Media Alkhairat, Selasa 2 Desember 2008
Terjang Minta Polisi Hentikan Kriminalisasi Warga Bohotokong
Palu – Komite Perjuangan untuk Bohotokong (Terjang) meminta kepada kepolisian sebagai institusi penegak hukum menghentikan kriminalisasi terhadap masyarakat Bohotokong, terkait dengan pemanggilan kembali enam orang petani Bohotokong oleh Polres Banggai.
Selain itu Terjang juga meminta Komisi Nasional Hak Asasi Manusia (Komnas HAM), untuk segera melakukan advokasi yang lebih serius dan melakukan pengusutan secara tuntas terutama kasus kematian Almarhum Saharuddin pada tahun 2002 lalu, yang terjadi diteras rumah Jhony Nayona serta meminta Komisi Kepolisian Nasional (Kompolnas) agar mengusut kasus ini.
“Kami menyesalkan upaya penangkapan kembali terhadap petani Bohotokong dan penangkapan itu sarat akan upaya intimidasi terhadap rakyat Bohotokong,” kata Ketua Terjang Nurhajjah AT dalam siaran persnya yang diterima Media Alkhairat, Senin (01/12).
Dia menyebutkan, penangkapan terhadap petani Bohotokong yakni Arham Basurah, Arjun Basurah, Nunu Tonggadio, Hima Ali, Yakup dan Gapa hanyalah upaya intimidasi terhadap warga Bohotokong yang telah terjadi secara berulang-ulang sejak tahun 1990.
Dia juga menjelaskan, sejak masa itu puluhan bahkan ratusan surat panggilan telah dilayangkan oleh pihak kepolisian. Selain itu mereka menjelaskan dari beberapa warga yang dipanggil belasan diantaranya telah ditahan dan berbagai rangkaian kasus intimidasi, kekerasan dan penyiksaan yang dilakukan oleh pengusaha maupun anggota kepolisian terus dialami warga Bohotokong.

*-*-*

## Instruksi Kerja
• A. Salin ulang bagian berita tentang warga Bohotokong dari "Media Alkhairat, Selasa" sampai dengan "oleh Polres Banggai.".
• B. Dalam berita tentang warga Bohotokong, siapa yang disebut sebagai Ketua Terjang?
• C. Lanjutkan berita tentang warga Bohotokong, dimulai setelah kalimat terakhir yang tercantum.

*-*-*

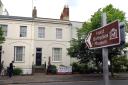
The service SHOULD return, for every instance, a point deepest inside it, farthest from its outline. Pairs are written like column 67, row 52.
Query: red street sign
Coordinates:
column 105, row 36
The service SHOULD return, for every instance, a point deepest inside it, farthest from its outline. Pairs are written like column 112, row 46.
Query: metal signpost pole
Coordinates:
column 105, row 55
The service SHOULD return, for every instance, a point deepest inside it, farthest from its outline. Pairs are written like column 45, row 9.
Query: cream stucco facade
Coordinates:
column 31, row 41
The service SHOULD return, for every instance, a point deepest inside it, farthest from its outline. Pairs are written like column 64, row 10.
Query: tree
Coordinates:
column 2, row 38
column 1, row 41
column 78, row 48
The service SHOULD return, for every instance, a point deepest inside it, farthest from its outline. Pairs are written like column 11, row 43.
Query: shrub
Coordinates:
column 17, row 71
column 51, row 69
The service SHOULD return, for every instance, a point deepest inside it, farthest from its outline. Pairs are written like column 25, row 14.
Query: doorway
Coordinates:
column 38, row 56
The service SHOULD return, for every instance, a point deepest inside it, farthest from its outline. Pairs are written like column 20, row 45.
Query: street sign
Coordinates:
column 108, row 35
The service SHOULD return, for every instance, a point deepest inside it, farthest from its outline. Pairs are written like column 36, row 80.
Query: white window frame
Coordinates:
column 41, row 32
column 23, row 31
column 4, row 29
column 59, row 33
column 18, row 55
column 56, row 54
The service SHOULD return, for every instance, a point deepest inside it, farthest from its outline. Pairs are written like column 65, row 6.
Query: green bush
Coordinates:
column 17, row 71
column 51, row 69
column 120, row 64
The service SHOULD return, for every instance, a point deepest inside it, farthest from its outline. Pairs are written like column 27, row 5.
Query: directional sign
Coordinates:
column 105, row 36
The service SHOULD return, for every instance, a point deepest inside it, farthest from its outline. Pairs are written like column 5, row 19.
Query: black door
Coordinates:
column 38, row 56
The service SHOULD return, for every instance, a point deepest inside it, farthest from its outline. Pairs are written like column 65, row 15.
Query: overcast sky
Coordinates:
column 80, row 10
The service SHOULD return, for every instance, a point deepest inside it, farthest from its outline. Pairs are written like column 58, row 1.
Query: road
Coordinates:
column 112, row 82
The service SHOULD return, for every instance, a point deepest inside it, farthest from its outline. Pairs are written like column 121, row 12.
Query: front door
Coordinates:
column 38, row 56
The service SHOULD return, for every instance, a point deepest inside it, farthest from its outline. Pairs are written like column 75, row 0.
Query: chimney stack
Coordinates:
column 65, row 13
column 34, row 12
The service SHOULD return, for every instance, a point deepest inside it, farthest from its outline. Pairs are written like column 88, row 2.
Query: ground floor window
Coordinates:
column 56, row 54
column 19, row 53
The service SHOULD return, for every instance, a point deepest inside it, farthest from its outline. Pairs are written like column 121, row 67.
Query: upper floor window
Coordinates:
column 23, row 31
column 4, row 29
column 19, row 53
column 56, row 54
column 41, row 32
column 58, row 33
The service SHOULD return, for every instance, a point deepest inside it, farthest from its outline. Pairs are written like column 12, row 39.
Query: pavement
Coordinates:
column 43, row 78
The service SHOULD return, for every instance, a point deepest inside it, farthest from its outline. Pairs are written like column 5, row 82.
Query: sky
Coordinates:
column 80, row 10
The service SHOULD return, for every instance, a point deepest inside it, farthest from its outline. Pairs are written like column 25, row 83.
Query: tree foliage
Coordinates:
column 2, row 38
column 78, row 47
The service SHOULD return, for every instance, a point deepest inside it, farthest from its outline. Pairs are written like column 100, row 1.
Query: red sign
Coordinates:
column 105, row 36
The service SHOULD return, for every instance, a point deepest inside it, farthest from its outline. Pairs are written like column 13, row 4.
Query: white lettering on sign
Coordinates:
column 101, row 37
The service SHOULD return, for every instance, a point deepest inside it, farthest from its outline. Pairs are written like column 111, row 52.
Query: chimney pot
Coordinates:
column 34, row 12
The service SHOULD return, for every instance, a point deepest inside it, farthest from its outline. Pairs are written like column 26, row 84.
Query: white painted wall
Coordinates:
column 31, row 42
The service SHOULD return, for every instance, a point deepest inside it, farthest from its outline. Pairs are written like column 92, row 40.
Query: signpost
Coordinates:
column 105, row 36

*-*-*

## Jawaban
• A.
Media Alkhairat, Selasa 2 Desember 2008
Terjang Minta Polisi Hentikan Kriminalisasi Warga Bohotokong
Palu – Komite Perjuangan untuk Bohotokong (Terjang) meminta kepada kepolisian sebagai institusi penegak hukum menghentikan kriminalisasi terhadap masyarakat Bohotokong, terkait dengan pemanggilan kembali enam orang petani Bohotokong oleh Polres Banggai.

• B. Nurhajjah AT.

• C.
Terjang juga menilai aparat kepolisian yang ada didaerah itu saat ini sudah tidak lagi menunjukkan kenetralannya. Hal ini disebabkan selama ini pemerikasaan hanya sebatas kepada masyarakat kecil tanpa membrikan transparansi tentang pemerikasaan terhadap pengusahan dan Badan Pertanahan Nasional, sebagai badan yang telah mengeluarkan sertifikat yang belum jelas kebenarannya.
“Seharusnya aparat kepolisian lebih memfokuskan pemerikasaannya terhadap para pengusaha dan BPN, untuk memastika apakah jalan yang telah dilakukan dengan pembuatan sertifikat sudah sesuai dengan aturan agar dapat mengungkap kebenaran materillnya,” katanya.
Selain itu kata Nurhajjah, salah satu dari warga yang mendapat panggilan atas nama Arham Basurah, adalah murni melanggar Undang-undang No. 39 Tahun 1999 pasal 18 tentang hak asasi manusia yang menegaskan bahwa.
Setiap warga tidak dapat dituntut untuk kedua kalinya dalam perkara yang sama atas suatu perbuatan. Karena pada peradilan sebelumnya Arham Basurah CS, sudah pernah menjalani peradilan dan dinyatakan tidak bersalah. (amat banjir)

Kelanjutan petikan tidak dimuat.